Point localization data
'''
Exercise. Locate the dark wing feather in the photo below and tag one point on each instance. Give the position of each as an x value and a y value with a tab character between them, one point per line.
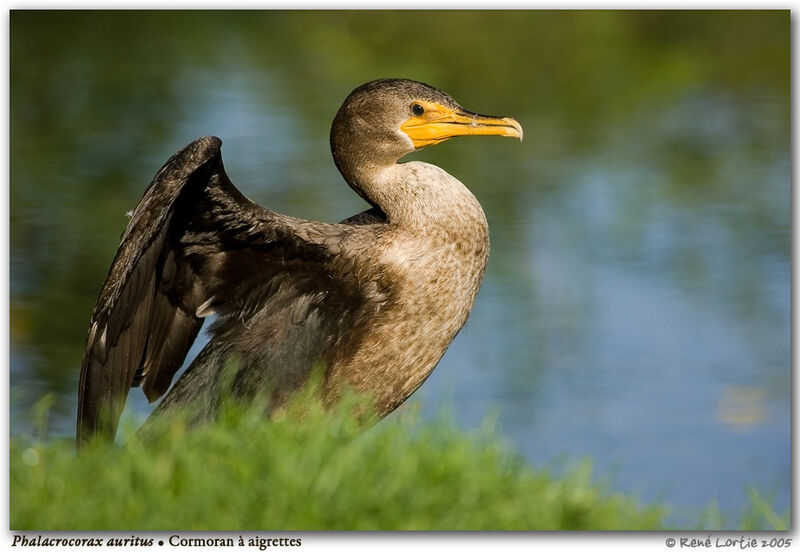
194	246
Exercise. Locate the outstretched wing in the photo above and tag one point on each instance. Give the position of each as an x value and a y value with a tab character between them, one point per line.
194	245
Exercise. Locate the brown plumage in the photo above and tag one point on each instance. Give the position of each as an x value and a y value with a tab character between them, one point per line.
375	299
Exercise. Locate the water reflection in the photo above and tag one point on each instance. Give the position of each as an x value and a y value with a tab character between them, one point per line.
636	307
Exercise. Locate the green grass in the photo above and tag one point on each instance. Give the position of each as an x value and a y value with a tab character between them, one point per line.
319	472
323	472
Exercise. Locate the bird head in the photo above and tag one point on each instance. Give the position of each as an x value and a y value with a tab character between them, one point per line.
389	118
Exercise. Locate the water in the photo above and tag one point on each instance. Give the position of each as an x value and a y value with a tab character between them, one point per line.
636	309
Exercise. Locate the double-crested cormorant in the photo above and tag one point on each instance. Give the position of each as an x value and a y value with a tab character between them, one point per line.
375	299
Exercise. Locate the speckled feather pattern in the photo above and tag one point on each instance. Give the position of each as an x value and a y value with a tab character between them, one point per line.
375	300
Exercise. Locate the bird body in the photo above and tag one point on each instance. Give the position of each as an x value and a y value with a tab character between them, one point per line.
375	300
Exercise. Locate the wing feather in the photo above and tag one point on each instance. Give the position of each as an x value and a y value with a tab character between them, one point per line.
195	245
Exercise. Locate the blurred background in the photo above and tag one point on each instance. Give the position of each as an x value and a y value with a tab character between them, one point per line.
636	309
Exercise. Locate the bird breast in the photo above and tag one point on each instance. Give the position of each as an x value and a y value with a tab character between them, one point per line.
432	272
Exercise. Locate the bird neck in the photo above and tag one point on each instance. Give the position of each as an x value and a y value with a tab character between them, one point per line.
419	197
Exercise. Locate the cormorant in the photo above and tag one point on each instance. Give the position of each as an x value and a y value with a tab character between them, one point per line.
375	299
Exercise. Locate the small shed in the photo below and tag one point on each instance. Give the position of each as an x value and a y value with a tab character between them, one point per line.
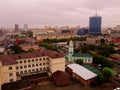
82	74
60	78
113	72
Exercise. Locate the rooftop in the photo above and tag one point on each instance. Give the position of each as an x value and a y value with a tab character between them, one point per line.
81	55
82	71
11	59
111	70
92	69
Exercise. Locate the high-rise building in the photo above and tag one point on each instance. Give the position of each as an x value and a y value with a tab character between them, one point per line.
95	25
16	27
71	51
25	27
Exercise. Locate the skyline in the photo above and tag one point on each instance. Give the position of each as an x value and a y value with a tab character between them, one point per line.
39	13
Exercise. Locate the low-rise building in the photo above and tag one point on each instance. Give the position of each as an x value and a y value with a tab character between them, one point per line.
82	74
13	67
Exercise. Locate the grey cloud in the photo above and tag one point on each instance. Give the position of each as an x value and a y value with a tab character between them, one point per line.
57	12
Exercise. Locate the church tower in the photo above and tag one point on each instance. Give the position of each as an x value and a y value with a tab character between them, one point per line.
71	51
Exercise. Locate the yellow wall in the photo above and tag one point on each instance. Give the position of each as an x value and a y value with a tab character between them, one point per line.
57	64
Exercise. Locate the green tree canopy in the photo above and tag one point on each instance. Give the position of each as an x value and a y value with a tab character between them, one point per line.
79	61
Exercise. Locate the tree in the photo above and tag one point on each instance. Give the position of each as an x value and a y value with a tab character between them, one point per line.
102	41
118	51
106	49
85	49
79	61
107	74
31	50
98	59
17	49
101	78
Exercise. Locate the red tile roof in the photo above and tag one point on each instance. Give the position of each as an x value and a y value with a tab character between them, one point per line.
11	59
61	78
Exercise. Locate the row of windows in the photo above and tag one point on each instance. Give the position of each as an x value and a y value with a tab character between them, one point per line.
25	66
33	60
33	70
29	71
33	65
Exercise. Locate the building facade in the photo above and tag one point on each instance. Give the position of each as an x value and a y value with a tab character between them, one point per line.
13	67
95	25
72	56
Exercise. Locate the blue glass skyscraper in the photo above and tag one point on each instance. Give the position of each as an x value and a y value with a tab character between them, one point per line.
95	25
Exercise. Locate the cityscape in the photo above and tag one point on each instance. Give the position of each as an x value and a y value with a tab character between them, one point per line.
59	54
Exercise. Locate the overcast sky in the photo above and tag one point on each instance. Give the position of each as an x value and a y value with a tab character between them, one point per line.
38	13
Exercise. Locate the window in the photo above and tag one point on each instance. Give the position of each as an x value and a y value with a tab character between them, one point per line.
21	72
29	71
36	59
10	68
43	58
17	67
40	64
44	68
40	69
17	62
40	59
43	63
24	61
11	80
32	60
33	65
33	70
17	73
10	74
47	58
28	60
21	67
36	69
20	61
25	71
25	66
36	64
29	65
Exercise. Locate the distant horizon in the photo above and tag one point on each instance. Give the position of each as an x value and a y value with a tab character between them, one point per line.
40	13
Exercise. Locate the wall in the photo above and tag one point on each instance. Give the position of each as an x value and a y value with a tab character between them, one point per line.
57	64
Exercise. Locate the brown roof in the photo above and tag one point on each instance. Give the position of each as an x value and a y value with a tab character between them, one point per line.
'''
▸ **WORK ITEM**: A verbatim transcription of the records, pictures excluded, is the required output.

▸ **SOLUTION FOR THIS TASK**:
Exercise. Locate the dark wing feather in the photo below and tag one point on each instance. Give the position of each as an x value and a y value with a tab character between them, one point per line.
194	246
Exercise. Locate the outstretched wing in the photo above and tag one point on each instance. Give the position of each as an x value and a y value with a tab character between them, one point per line.
194	245
Exercise. Locate the brown plumage in the photo above and tag one point on each instance. Give the position of each as an x value and a y value with a tab character between them, one point per line.
375	299
Exercise. Locate the water reflection in the photo above and tag one point on each instance. Give the position of each as an x value and a y value with a tab character between them, one point per line.
636	307
Exercise. Locate the green grass in the photo above and tag one point on each instance. Give the position of each as an x value and a y value with a tab character between them, one point per line.
319	472
323	472
Exercise. Locate the bird head in the photo above and tag one point on each instance. Give the position of each as an x value and a y value with a tab character between them, one point per line.
389	118
Exercise. Locate the water in the photo above and tag one point on each instance. Give the position of each as an x value and a y value with a tab character between them, one point per line.
636	309
Exercise. Locate the double-crested cormorant in the photo above and tag one point on each instance. Give the position of each as an x value and a y value with a tab character between them, one point per line.
375	299
Exercise. Locate the speckled feather pattern in the photo above and tag one point on each instance. Give the position of each as an x value and a y value with a tab character between them, one point per line.
375	300
Exercise. Locate the bird body in the photo above and tag one point on each instance. Give the position of each as an x value and a y value with a tab character between them, one point per line.
375	300
Exercise. Locate the wing feather in the photo above and tag one point on each instance. Give the position of each as an x value and a y value with a tab character between them, one point per line.
195	245
Exercise. Locate the blurred background in the photo above and tag one point on each instance. Give the position of each as an x value and a y value with a tab character between them, one point per line.
636	309
Exercise. Locate the bird breast in the photo above and tag one point on each instance. Give the position of each as an x value and a y value with a tab character between them, one point per line.
432	272
Exercise. Locate the bird neck in the photo above and tag one point on each instance. Give the position of each as an x value and a y value with a tab character between them, one point per line.
419	197
Exercise. Locate the cormorant in the photo above and tag one point on each instance. Give the position of each as an x value and a y value with a tab character between them, one point per line.
375	299
Exercise. Locate the small shed in the photo below and tag one point on each instance. Give the position of each as an x value and a y value with a tab character between them, one point per line.
82	74
60	78
113	72
Exercise. Locate the rooftop in the photo above and tag one point on each instance. Give the position of each as an x value and a y value with a tab character between them, one point per line.
81	55
82	71
11	59
111	70
92	69
Exercise. Locate the high-rise building in the photo above and tag one point on each instance. Give the position of each as an x value and a y value with a tab character between them, one point per line.
95	25
16	27
71	51
25	27
Exercise. Locate the skyline in the photo above and tag one point on each instance. Give the position of each as an x value and a y value with a tab character between them, one point per line.
39	13
Exercise. Locate the low-rise building in the photo above and tag one point on each instance. Give the position of each as an x value and a y value with a tab character between them, one point per line.
82	74
13	67
Exercise. Locate the grey cloud in the photo above and tag one point on each instance. Give the position of each as an x value and a y value with a tab character between them, one point per line.
57	12
Exercise. Locate the church tower in the photo above and tag one point on each instance. Give the position of each as an x value and a y value with a tab character between them, one point per line.
71	51
Exercise. Locate the yellow wall in the photo above and tag one point on each instance. Give the position of each as an x value and a y value with a tab character between them, one point per line.
57	64
Exercise. Locate the green tree canopy in the photo above and tag one point on each instance. Give the position of each as an x value and a y value with a tab character between them, one point per line.
79	61
Exercise. Locate the tree in the photo above and tag one point on each instance. Give the position of each as an x value and a y value with a tab character between them, one point per line.
102	41
118	51
106	49
85	49
79	61
107	74
31	50
98	59
17	49
101	78
Exercise. Locate the red tile roof in the photo above and tag one point on each instance. Give the position of each as an x value and a y value with a tab character between them, one point per line.
11	59
61	78
Exercise. Locate the row of windows in the photo above and tag one point on each instance. Give the position of each as an x value and a y value with a tab character between them, one point per line.
25	66
33	60
33	70
29	71
33	65
Exercise. Locate the building facade in the photo above and tag one point on each instance. Give the position of each as an x value and a y value with a tab character between them, one point per line.
13	67
95	25
72	56
Exercise. Locate the blue glass skyscraper in the photo above and tag one point on each instance. Give the position of each as an x value and a y value with a tab character between them, one point per line.
95	25
Exercise. Locate the cityscape in the photo above and tag one point on each instance. Give the position of each as an x value and a y value with a tab character between them, one point per line.
59	54
Exercise. Locate the overcast sky in the photo above and tag one point on each instance. Give the position of each as an x value and a y value with a tab character between them, one point per line.
38	13
Exercise. Locate the window in the photo above and tag one point on each instance. Give the position of each as an x value and a y value with a tab character between them, one point per line.
21	72
29	71
36	59
10	68
43	58
17	67
40	64
44	68
40	69
17	62
40	59
43	63
24	61
11	80
32	60
33	65
33	70
17	73
10	74
47	58
28	60
21	67
36	69
20	61
25	71
25	66
36	64
29	65
Exercise. Locate the distant horizon in the photo above and tag one point on each instance. Give the position of each as an x value and a y value with a tab character between them, one point per line.
40	13
Exercise. Locate the wall in the photo above and tag one point on each instance. Give the position of each as an x value and a y value with a tab character between them, one point per line.
57	64
Exercise. Locate the brown roof in the photo above and tag one point on each instance. Give the position of each as an x value and a y value with a tab character between them, one point per line.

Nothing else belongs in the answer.